Texto mostrado:
* * * * * * * * *
Por: Jon Lee Anderson
Publicado originalmente en THE NEW YORKER el 24 de Abril de 2014
Gabriel Garcia Marquez, quien falleció a los ochenta y siete años en su residencia en Ciudad de México, ha dejado con su partida un inmenso legado literario. Pocos autores han sido tan ampliamente traducidos y leídos por tanta gente en diversas culturas. “El nos enseñó una nueva forma de ver” aseguró Ian McEwan el viernes pasado.
Algo menos conocido por su legión de lectores, es su sentido sagaz del humor, una cualidad conocida en su natal Colombia como “mamar gallo” * (que significa en esencia bromear). Gabo, como era conocido por sus familiares y fanáticos en América Latina, era un maestro de la “mamadera de gallo”*. Esto vino a mi cabeza el día que murió, cuando Ariel Palacios, un amigo brasilero que vive en Buenos Aires envió una cadena de Gabismos, incluido mi favorito: “El día que la mierda valga algo, los pobres nacerán sin culo” y hay muchos más de donde viene ese. Algunos son simples y sin sentido como: “He conspirado por la paz en Colombia desde antes de nacer”, u otros de una sola línea como “La vida es el mejor invento”.
La exageración fue un elemento clave en la aproximación creativa de Gabo hacia la vida, tanto en su escritura como en persona. El aseguraba por ejemplo que su novela “Del Amor y Otros Demonios” estaba inspirada por eventos de la vida real que él como reportero cubrió en Cartagena, Colombia en 1949: El descubrimiento que hicieron algunos obreros de la calavera de una joven con una cabellera rubia de 70 pies de longitud en una cripta del convento de Santa Clara. A el le gustaba contar la historia de cómo Fidel Castro una vez comió veintiséis bolas de helado en su presencia. La primera vez que lo contacté telefónicamente, con la esperanza de hacerle una entrevista para publicar su perfil en “The New Yorker” en 1999, el contestó personalmente el teléfono, cuando le dije mi nombre respondió “Anderson demonios!, te he estado buscando por todos lados desde hace tiempo, donde te has estado escondiendo?”.
Es un ejemplo clásico de la actitud de Gabo, aun no nos conocíamos y el ya había convertido nuestro encuentro en una gran historia. Una vez hacia uno de estos pronunciamientos, sin importar su veracidad, así era como los recordaba eternamente.
* * * * * * * * *
Datos proporcionados:
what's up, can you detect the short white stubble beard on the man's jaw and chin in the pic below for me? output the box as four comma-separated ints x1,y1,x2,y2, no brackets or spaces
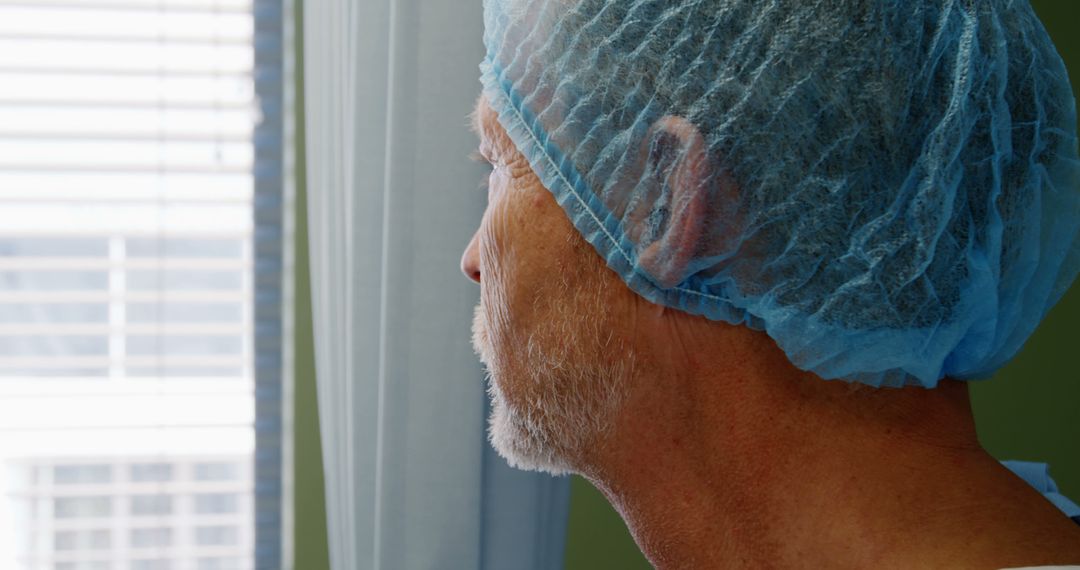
472,278,634,475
* * * * * * * * *
Ejercicio 1: Por favor, reescribe como una lista breve el párrafo del texto sobre García Márquez que empieza con "La exageración fue un elemento clave", manteniendo sus datos principales.
Ejercicio 2:
Indica si cada afirmación coincide con el texto sobre García Márquez y cita las palabras que lo deciden:
(a) García Márquez murió en su residencia de Ciudad de México.
(b) Ariel Palacios es un amigo colombiano que vive en Bogotá.
(c) Gabo contaba que Fidel Castro había comido veintiséis bolas de helado delante de él.
Ejercicio 3: Continúa el texto sobre García Márquez a partir de su última oración.

Respuesta 1:
- La exageración era clave en la aproximación creativa de Gabo hacia la vida, tanto en su escritura como en persona.
- Aseguraba que "Del Amor y Otros Demonios" estaba inspirada en un hecho que cubrió como reportero en Cartagena, Colombia, en 1949. Unos obreros descubrieron en una cripta del convento de Santa Clara la calavera de una joven con una cabellera rubia de 70 pies.
- Le gustaba contar que Fidel Castro comió una vez veintiséis bolas de helado en su presencia.
- En 1999, Anderson lo llamó por primera vez para pedirle una entrevista para un perfil en "The New Yorker". Gabo contestó en persona. Al oír el nombre, dijo que lo había estado buscando por todos lados desde hacía tiempo y le preguntó dónde se había estado escondiendo.

Respuesta 2:
(a) Sí: "falleció a los ochenta y siete años en su residencia en Ciudad de México".
(b) No: "un amigo brasilero que vive en Buenos Aires".
(c) Sí: "A el le gustaba contar la historia de cómo Fidel Castro una vez comió veintiséis bolas de helado en su presencia".

Respuesta 3:
Cuando nos conocimos algunos días después en la oficinas de su agente literario en Barcelona me miro de arriba abajo para después preguntarme: “Que edad tienes?”, le dije “cuarenta y dos”, al escuchar esto dio un giro repentino hacia una de las asistentes de mediana edad y le dijo “Oíste eso?, cuarenta y dos, te imaginas tener esa edad de nuevo!!”, regresando su atención hacia mí, me dijo “Maravilloso, lo que daría yo por tener cuarenta y dos años”, eso también era clásico de Gabo: era calido, cercano, siempre buscaba sacudirse de su condición de celebridad para conversar contigo como iguales.
En Colombia, el presidente Juan Manuel Santos decretó tres días oficiales de luto por Gabo, y lo declaró “el mejor colombiano que haya vivido”, dudo que muchos colombianos estén en desacuerdo. Gabo de verdad era querido, para un país tan conocido por su violencia y el tráfico de drogas, su contribución fue apreciada, fue adorado por personas de todas las clases sociales, razas y edades. Desde que obtuvo el premio nobel de literatura en 1982, muchos colombianos se han referido a Gabo simplemente como “el nobel”, y con esto, cualquiera sabe de quién se trata.
A Gabo le encantaba conspirar, una de las razones detrás de su afecto y prolongada amistad con Fidel Castro, se debió a que Fidel, por supusetso, ha sido uno de los grandes conspiradores de la edad moderna. Con gran pasión, Gabo narraba su actuación como intermediario personal entre el líder cubano y Bill Clinton en charlas dirigidas a mejorar la relación entre sus países. Estaba orgulloso de haber sido objeto de tanta confianza, pero amaba por encima de todo lo demás, las confesiones en susurros, lo que sucedía detrás de bastidores, la conspiración alrededor de todo ese proceso.
Una vez Gabo decidía compartir su confianza, el lo hacía sin filtros, comenzamos una serie de conversaciones para el perfil que finalmente escribí sobre él, le pregunté una y otra vez sobre su fascinación vitalicia con el poder y los hombres poderosos como Fidel, tanto en su vida como en su obra literaria. Ante esto él se me acercaba desde su silla y me tocaba la rodilla para decir, “Esta bien, pero debes dejarme algo para mis memorias, te parece?” y de esta manera por supuesto, me enredaba, como hizo con tantos otros que se convirtieron en sus adoradores, haciéndome su co-conspirador.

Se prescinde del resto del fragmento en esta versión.